§ Entries
┄┄┄┄┄┄┄┄┄┄┄┄┄┄┄┄┄┄┄┄
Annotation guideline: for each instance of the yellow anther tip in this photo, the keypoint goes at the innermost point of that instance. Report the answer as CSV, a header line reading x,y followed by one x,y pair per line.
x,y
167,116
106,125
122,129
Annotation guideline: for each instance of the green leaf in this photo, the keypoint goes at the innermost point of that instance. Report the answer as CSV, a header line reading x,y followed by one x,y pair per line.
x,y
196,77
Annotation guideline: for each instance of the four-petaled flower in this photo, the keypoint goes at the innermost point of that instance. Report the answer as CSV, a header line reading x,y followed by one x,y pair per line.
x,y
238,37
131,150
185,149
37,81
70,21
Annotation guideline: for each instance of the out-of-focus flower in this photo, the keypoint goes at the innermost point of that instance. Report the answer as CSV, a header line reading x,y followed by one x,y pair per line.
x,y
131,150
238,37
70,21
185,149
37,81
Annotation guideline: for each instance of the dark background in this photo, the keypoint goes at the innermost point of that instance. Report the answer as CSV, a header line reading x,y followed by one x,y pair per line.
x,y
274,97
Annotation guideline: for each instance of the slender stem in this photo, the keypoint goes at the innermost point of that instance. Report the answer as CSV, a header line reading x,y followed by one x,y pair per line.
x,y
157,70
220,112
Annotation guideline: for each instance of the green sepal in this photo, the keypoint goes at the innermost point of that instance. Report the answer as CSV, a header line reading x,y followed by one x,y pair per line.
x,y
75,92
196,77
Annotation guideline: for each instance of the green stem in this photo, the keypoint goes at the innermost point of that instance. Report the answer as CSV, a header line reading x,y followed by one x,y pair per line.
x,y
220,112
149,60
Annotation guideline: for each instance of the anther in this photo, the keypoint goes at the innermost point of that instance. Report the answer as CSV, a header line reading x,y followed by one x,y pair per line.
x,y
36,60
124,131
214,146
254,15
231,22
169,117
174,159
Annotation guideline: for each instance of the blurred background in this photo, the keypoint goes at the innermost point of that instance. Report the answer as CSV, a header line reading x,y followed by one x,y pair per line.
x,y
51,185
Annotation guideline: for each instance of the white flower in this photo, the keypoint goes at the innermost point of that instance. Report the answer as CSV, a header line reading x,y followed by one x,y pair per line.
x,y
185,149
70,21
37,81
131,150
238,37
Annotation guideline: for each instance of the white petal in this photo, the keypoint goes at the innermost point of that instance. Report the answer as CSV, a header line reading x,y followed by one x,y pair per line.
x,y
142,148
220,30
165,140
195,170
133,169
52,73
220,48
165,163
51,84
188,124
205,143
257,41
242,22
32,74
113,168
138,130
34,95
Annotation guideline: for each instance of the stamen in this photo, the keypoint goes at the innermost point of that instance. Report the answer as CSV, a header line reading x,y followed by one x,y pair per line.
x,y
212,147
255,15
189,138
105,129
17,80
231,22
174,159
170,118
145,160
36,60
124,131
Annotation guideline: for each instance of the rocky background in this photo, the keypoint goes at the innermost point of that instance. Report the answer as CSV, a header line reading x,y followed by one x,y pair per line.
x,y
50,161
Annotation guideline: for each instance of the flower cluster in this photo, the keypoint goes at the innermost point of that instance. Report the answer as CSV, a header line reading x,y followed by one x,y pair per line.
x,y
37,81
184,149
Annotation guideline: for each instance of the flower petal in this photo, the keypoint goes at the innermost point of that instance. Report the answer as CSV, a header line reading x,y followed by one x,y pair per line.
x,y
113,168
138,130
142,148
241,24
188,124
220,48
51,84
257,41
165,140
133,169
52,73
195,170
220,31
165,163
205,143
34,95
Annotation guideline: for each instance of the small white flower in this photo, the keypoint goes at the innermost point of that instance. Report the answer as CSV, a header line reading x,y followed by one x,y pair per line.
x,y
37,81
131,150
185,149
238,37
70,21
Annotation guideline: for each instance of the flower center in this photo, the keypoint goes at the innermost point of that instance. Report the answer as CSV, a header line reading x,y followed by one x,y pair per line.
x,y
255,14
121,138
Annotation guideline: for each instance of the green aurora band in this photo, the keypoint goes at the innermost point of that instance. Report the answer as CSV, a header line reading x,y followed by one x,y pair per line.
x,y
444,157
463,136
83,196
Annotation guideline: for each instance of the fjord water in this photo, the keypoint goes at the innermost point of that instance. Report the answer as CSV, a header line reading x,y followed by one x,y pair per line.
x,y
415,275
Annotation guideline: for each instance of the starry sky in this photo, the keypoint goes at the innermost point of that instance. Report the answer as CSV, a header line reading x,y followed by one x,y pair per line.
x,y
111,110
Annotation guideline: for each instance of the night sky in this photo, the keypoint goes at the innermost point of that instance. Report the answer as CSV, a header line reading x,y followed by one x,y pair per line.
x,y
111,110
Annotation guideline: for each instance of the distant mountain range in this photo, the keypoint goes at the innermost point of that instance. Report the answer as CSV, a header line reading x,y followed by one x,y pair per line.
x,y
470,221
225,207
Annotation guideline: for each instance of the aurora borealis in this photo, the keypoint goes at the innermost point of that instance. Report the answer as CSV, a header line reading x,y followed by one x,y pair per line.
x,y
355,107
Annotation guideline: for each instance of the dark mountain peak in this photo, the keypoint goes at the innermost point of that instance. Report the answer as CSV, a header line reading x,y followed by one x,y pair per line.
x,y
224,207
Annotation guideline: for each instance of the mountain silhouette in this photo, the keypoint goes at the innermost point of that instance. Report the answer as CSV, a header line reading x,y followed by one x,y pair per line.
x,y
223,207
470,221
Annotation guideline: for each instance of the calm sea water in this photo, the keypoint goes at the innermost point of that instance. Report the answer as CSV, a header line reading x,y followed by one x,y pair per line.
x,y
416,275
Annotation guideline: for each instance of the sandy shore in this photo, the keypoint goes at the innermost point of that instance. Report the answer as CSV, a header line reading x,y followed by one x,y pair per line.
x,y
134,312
┄┄┄┄┄┄┄┄┄┄┄┄┄┄┄┄┄┄┄┄
§ Short task
Find the line containing "Annotation guideline: for each instance of the dark mountain" in the material above. Print it and every line after it through the end, exactly and only those.

§ Exercise output
Annotation guideline: for each instance of the dark mountain peak in this photo, the keypoint goes at the innermost point of that instance. Report the answer as CSV, a header line reading x,y followed by one x,y pair per line.
x,y
224,207
Annotation guideline: for each instance of the mountain silhouette in this photo, the keypoint goes at the innermost point of that instance. Report the answer as CSV, a header line reading x,y followed by one x,y pair per line.
x,y
223,207
470,221
Annotation guideline: for each instance of the calm sea water in this photo, the keypoint goes at the innermost point of that instance. Report the answer as CSV, a header line reading x,y followed by one x,y pair per line.
x,y
416,275
Annotation guideline: for each instance of the sandy shore in this photo, the keypoint goes at the innermost point of that instance. Report the answer as CSV, a header line reading x,y followed by one x,y pair per line.
x,y
134,312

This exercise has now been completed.